TO-DO LIST:
• 1. Answer these from the financial statement notes:
(a) How is book value per share computed?
(b) On what date did the ETF liquidate?
(c) In how many business segments does the Company operate?
• 2. Pick up the financial statement notes after their last sentence and carry them on.

PAGE EXTRACT:
These Consolidated Financial Statements reflect, in the opinion of the Company, all material adjustments (which include only normal recurring adjustments) necessary to fairly present the Company’s financial position as of December 31, 2019 and 2018, and results of operations for the years ended December 31, 20192018 and 2017. The preparation of the Consolidated Financial Statements requires management to make estimates and judgments that affect the reported amounts of assets and liabilities and disclosure of contingent assets and liabilities at the date of the financial statements as well as the reported amounts of revenue and expense during the reporting period. Estimates have been prepared on the basis of the most current and best available information, but actual results could differ materially from those estimates.
Reclassification
Certain prior period amounts and disclosures may have been reclassified to conform to the current period’s financial presentation.
Book Value Per Share
Book value per share is computed by dividing total shareholders’ equity by the number of shares issued and outstanding at the end of the measurement period.
Principles of Consolidation
The accompanying consolidated financial statements include the operations of the Company and its controlled subsidiaries. All inter-company transactions and balances have been eliminated in consolidation.
The Company holds certain investments in the Funds, and previously held an investment in the ETF, for general corporate investment purposes, to provide seed capital for newly formed strategies or to add capital to existing strategies. The Funds are organized in a series fund structure in which there are multiple mutual funds within one Trust. The Trust is an open-end investment company registered under the Investment Company Act of 1940, as amended (the"1940 Act"). The ETF was an individual series of ETF Series Solutions, which was also an open-end investment company registered under the 1940 Act. The ETF liquidated and its assets were distributed to its shareholders on April 5, 2019. Each of the individual mutual funds represents (and the ETF represented) a separate share class of a legal entity organized under the Trust.
The Company performs its consolidation analysis at the individual mutual fund and ETF level and has concluded the mutual funds are, and the ETF was, voting rights entities ("VREs") because the structure of the investment product is such that the shareholders are deemed to have the power through voting rights to direct the activities that most significantly impact the entity's economic performance. To the extent material, these investment products are consolidated if Company ownership, directly or indirectly, represents a majority interest (greater than 50%). The Company records redeemable noncontrolling interests in consolidated investments for which the Company's ownership is less than 100%. The Company has consolidated the Diamond Hill International Fund and the Diamond Hill Global Fund (collectively the "Consolidated Funds") as of
December 31, 2019. The Company deconsolidated the ETF, the Diamond Hill Core Bond Fund and the Diamond Hill High Yield Fund during the year ended December 31, 2019 as the Company's ownership declined to less than 50%.
Redeemable Noncontrolling Interest
Redeemable noncontrolling interest represents third-party interests in the Consolidated Funds. This interest is redeemable at the option of the investors and therefore is not treated as permanent equity. Redeemable noncontrolling interest is recorded at redemption value, which approximates the fair value each reporting period.
Segment Information
Management has determined that the Company operates in one business segment, providing investment management and administration services to mutual funds, sub-advised mutual funds, and separately managed accounts. Therefore, no disclosures relating to operating segments are presented in the annual financial statements.

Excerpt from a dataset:
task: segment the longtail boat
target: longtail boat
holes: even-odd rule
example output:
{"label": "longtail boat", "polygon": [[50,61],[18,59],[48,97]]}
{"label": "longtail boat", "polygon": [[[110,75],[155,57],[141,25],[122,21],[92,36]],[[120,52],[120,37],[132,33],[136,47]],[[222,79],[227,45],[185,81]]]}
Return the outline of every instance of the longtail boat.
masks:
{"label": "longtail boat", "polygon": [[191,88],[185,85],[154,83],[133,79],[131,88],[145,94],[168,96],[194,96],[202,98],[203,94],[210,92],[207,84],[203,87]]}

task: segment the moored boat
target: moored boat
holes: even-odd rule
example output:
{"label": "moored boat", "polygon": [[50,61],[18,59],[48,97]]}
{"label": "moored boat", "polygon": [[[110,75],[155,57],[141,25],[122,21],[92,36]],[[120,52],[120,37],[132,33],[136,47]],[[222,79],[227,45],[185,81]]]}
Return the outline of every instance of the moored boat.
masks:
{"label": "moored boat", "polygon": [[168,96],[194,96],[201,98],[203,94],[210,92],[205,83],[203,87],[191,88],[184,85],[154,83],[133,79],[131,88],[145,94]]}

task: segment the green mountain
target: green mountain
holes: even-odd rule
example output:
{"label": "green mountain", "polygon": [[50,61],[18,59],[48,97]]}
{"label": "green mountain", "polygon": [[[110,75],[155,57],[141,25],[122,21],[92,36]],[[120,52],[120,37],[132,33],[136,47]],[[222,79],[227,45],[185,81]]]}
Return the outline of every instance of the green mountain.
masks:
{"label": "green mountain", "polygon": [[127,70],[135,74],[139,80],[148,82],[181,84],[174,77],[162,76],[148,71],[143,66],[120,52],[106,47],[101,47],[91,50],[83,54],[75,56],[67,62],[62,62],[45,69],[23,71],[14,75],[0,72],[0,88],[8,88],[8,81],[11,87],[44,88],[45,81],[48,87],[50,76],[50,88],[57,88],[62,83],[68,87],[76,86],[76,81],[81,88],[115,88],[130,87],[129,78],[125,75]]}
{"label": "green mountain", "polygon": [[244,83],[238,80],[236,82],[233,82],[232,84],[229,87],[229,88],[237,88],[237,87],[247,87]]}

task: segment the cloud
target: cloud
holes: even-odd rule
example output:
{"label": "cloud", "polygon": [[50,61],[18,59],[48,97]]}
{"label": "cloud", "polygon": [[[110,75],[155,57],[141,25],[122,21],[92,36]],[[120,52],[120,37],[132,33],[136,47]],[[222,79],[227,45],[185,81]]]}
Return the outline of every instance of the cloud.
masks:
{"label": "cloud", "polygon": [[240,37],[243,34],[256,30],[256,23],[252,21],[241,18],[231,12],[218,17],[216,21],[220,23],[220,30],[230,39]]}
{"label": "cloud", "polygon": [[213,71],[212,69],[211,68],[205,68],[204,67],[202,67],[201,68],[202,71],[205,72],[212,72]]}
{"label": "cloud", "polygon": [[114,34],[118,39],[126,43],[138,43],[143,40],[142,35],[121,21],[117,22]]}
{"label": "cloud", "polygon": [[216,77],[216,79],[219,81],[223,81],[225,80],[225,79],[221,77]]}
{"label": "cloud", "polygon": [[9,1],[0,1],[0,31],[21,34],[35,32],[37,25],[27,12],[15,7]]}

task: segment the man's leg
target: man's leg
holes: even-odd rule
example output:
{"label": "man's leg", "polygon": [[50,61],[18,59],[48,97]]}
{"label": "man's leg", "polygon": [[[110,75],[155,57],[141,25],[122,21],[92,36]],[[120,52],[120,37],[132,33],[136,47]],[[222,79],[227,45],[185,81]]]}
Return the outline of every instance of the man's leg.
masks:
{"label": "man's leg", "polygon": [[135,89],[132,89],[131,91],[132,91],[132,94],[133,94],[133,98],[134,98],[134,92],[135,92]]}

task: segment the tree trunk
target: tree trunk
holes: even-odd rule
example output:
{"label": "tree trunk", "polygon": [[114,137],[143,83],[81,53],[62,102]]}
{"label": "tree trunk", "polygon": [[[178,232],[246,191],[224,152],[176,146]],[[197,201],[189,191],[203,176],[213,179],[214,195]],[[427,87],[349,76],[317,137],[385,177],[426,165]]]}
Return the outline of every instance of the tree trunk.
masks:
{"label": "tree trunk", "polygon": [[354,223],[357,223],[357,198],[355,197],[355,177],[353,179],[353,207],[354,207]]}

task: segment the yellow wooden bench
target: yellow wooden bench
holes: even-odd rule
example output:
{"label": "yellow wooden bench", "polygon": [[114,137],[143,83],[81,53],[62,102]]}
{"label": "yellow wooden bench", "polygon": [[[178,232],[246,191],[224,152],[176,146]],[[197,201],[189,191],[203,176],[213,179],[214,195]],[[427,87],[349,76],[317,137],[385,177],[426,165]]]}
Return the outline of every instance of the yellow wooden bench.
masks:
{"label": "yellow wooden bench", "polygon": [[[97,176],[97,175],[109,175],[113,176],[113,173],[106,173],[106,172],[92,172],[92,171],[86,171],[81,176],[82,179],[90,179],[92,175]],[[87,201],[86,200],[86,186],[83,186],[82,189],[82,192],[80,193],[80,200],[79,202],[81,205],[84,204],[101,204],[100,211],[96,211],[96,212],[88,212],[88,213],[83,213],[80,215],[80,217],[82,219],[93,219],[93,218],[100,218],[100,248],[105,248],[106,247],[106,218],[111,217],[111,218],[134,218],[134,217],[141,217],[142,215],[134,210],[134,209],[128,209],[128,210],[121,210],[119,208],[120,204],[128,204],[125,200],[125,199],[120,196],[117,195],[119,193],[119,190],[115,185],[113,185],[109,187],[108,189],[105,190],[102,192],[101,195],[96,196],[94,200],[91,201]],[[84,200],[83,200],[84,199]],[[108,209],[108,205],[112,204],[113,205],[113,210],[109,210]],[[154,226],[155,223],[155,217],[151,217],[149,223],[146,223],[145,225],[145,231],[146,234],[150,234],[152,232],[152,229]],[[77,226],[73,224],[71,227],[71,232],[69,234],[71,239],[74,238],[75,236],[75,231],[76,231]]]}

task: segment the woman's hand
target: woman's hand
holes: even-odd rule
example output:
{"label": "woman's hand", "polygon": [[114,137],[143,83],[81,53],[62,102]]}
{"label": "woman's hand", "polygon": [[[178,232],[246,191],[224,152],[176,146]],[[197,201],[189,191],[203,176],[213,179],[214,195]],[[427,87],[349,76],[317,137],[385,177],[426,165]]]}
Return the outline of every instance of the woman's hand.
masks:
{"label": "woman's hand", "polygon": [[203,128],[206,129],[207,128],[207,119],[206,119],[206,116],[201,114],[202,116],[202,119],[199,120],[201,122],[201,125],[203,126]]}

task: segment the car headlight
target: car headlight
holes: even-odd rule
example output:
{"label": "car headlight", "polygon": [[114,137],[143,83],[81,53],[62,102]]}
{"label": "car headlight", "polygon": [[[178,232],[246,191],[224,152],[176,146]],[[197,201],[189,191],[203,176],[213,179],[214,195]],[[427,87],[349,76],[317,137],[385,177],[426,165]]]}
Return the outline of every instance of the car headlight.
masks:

IN RESPONSE:
• 1.
(a) By dividing total shareholders' equity by the number of shares issued and outstanding at the end of the measurement period.
(b) April 5, 2019.
(c) One.

• 2.
Cash and Cash Equivalents
Cash and cash equivalents include demand deposits and money market mutual funds held by DHCM.
Accounts Receivable
Accounts receivable are recorded when they are due and are presented on the balance sheet net of any allowance for doubtful accounts. Accounts receivable are written off when they are determined to be uncollectible. Any allowance for doubtful accounts is estimated based on the Company’s historical losses, existing conditions in the industry, and the financial stability of the individuals or entities that owe the receivable. No allowance for doubtful accounts was deemed necessary at December 31, 2019 or 2018. Accounts receivable from the Funds were $10.7 million and $9.4 million as of December 31, 2019 and 2018, respectively.
Investments
Management determines the appropriate classification of its investments at the time of purchase and re-evaluates its determination at each reporting period.
Investments in the Funds we advise where the Company has neither control nor the ability to exercise significant influence, as well as securities held in the Consolidated Funds, are measured at fair value based on quoted market prices. Unrealized gains and losses are recorded as investment income (loss) in the Company’s consolidated statements of income.
Investments classified as equity method investments represent investments in which the Company owns between 20-50% of the outstanding voting interests in the entity or when it is determined that the Company is able to exercise significant influence but not control over the investments. When using the equity method, the Company recognizes its respective share of the investee’s net income or loss for the period which is recorded as investment income in the Company’s consolidated statements of income.
Property and Equipment
Property and equipment, consisting of leasehold improvements, computer equipment, furniture, and fixtures, are carried at cost less accumulated depreciation. Accumulated depreciation was $6.4 million and $5.2 million as of December 31, 2019 and 2018, respectively. Depreciation is calculated using the straight-line method over the estimated lives of the assets.
Revenue Recognition – General
Revenue is recognized when performance obligations under the terms of a contract with a client are satisfied. The Company earns substantially all of its revenue from investment advisory and fund administration contracts. Investment advisory and administration fees, generally calculated as a percentage of AUM are recorded as revenue as services are performed. In addition to fixed fees based on a percentage of AUM, certain client accounts also provide periodic variable rate fees.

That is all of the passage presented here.